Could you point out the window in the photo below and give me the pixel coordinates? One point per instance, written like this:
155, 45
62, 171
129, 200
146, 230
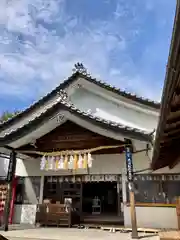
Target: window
28, 190
156, 188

What to do
Only the pictures are to be left out; the rest of the material above should be printed verbatim.

Finished task
Could you point out the window in the photo below and give me the pixel coordinates? One point per instance, written like this:
155, 45
62, 171
129, 200
146, 230
Target: window
28, 190
156, 188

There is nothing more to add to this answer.